#### [WRITTEN PROBLEM]
Reproduce word for word the portion of the mass transit commentary below that runs from "Sixty years ago, when" to "like a nail.".

#### [SOURCE TEXT]
When I lived in Manhattan, I lived my entire daily life within a one-mile radius of my apartment, occasionally venturing to destinations 2-10 miles away (by transit) on weekends. All the same, I had access to an infinitely richer variety of destinations in this environment than during my previous life in So-Cal exurbia, where drives of 20-30 miles (or more) were the norm.
Asking poppy producers, "Do we need more heroin?"
Sixty years ago, when I was a toddler, we had a functioning, reasonably efficient, national mass transit system powered by electricity, coal and/or oil, depending upon which portion of the system you used and where you lived. The most urban and cost-efficient portion was purposely destroyed by American auto makers and the institutional predecessors of many of those now being asked to comment on its resurrection. It's no surprise, therefore, that highway officials continue to think of some variation of the automobile as the only workable transportation model. If the only tool you have is a hammer, every problem begins to look like a nail.
"Miles traveled" figures used by critics of mass transit will be misleading for quite a few years to come because, in many parts of the country, there's simply no alternative to the automobile or truck. When there's only one commuter line for an entire metro area, the laws of physics, if nothing else, prevent it from carrying the majority of commuter traffic. That's not a flaw in commuter rail, it's a flaw in the public policies that leave most workers, suburban and urban, with virtually no alternative means of transportation except the automobile.
One of the few commentators to acknowledge this talks about similar thinking a century ago resulting in massive investments in horses and buggies, and I think that comment is spot-on. Rail service isn't a panacea, and since we've destroyed much of what's necessary to make it usable again (at the hands of Big 3 corporations now seeking our tax dollars to rescue them from their own failed model), reviving a viable mass transit system will be expensive, but if we fail to take advantage of this opportunity, we'll be dooming ourselves to a second-rate economy for decades to come, risking our national security unnecessarily, and reinforcing an already-worrisome dichotomy in our social fabric between the "haves" and the "have-nots."

#### [STORED ROWS]
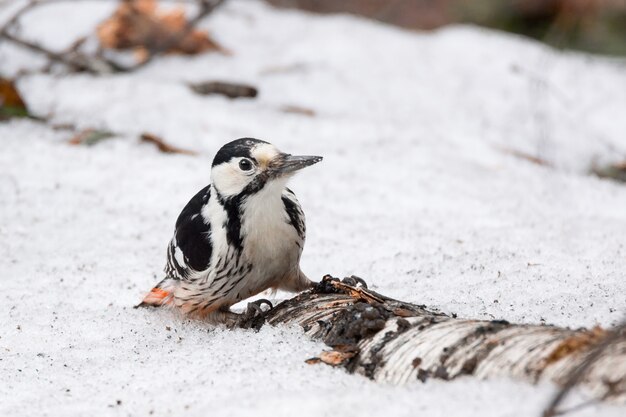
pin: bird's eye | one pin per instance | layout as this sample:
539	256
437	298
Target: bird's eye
245	165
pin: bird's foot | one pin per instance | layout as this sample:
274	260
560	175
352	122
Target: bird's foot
326	286
254	316
354	281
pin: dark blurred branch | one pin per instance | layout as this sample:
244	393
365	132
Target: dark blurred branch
98	64
206	7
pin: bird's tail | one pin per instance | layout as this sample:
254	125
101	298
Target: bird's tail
161	295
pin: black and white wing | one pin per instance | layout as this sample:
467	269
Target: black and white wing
295	213
190	249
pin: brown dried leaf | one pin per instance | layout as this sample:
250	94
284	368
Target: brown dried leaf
298	110
90	137
11	103
335	357
230	90
140	24
164	146
579	342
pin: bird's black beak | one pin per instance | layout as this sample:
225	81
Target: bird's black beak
287	164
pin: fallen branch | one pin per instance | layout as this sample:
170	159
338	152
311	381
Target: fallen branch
393	341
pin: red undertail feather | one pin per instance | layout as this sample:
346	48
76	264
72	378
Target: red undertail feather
156	297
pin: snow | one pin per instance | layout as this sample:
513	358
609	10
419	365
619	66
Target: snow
418	193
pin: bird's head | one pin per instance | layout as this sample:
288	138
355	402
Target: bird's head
246	166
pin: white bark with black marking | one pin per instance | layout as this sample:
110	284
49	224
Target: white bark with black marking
391	341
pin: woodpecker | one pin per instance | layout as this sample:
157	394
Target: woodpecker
238	236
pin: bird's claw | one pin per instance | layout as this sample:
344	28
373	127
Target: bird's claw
254	316
354	281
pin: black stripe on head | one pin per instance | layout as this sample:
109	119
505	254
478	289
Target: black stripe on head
237	148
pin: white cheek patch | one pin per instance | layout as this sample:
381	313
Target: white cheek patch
228	178
264	153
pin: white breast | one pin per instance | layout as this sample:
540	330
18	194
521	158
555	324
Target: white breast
269	239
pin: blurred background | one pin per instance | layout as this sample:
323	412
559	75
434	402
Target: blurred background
597	26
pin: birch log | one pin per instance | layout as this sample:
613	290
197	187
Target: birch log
397	342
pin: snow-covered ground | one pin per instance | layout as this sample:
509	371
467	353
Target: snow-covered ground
419	193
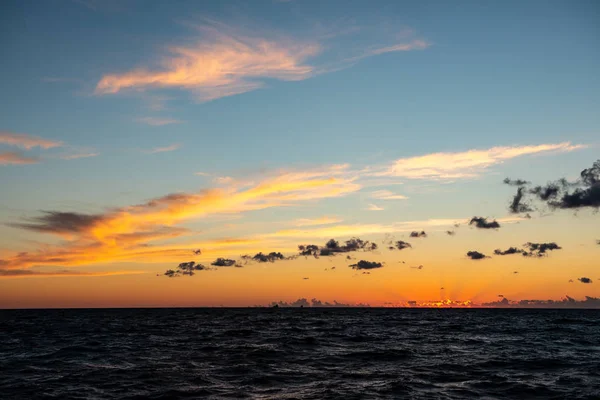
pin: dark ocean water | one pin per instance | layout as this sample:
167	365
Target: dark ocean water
300	354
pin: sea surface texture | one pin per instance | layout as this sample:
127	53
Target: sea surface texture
300	354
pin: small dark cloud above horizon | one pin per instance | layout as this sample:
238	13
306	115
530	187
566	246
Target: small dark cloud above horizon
483	223
475	255
417	234
363	264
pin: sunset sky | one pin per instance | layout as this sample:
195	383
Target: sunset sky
133	133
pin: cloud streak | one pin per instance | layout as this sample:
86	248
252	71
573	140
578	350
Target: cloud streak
225	62
165	149
27	142
131	233
15	158
156	121
467	164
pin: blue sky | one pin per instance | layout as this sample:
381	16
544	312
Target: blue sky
471	75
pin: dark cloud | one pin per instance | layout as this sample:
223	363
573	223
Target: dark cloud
567	302
401	245
475	255
362	264
510	250
516	182
483	223
562	194
333	247
539	249
518	205
186	268
223	262
303	302
417	234
271	257
61	222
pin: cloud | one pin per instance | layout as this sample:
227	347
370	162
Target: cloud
387	195
223	180
156	121
516	182
27	142
303	302
562	194
156	150
483	223
414	45
131	233
225	62
317	221
517	205
362	264
333	247
475	255
417	234
271	257
185	269
15	158
510	250
75	156
567	302
467	164
28	273
540	249
401	245
223	262
61	222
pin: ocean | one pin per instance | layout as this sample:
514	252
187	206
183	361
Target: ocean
299	353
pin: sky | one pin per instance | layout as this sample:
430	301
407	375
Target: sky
139	135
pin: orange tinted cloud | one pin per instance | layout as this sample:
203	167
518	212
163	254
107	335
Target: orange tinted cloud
129	233
155	121
225	63
155	150
28	273
467	164
27	142
317	221
15	158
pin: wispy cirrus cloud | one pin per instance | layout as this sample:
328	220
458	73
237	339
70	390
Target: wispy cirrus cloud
467	164
16	158
27	142
134	233
29	273
158	121
77	155
317	221
226	62
164	149
387	195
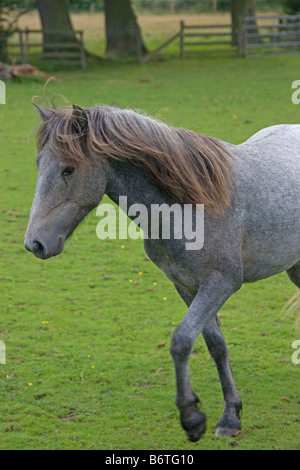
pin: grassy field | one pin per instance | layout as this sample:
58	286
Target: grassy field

#### [WRITTEN ANSWER]
Sixty years ago, when I was a toddler, we had a functioning, reasonably efficient, national mass transit system powered by electricity, coal and/or oil, depending upon which portion of the system you used and where you lived. The most urban and cost-efficient portion was purposely destroyed by American auto makers and the institutional predecessors of many of those now being asked to comment on its resurrection. It's no surprise, therefore, that highway officials continue to think of some variation of the automobile as the only workable transportation model. If the only tool you have is a hammer, every problem begins to look like a nail.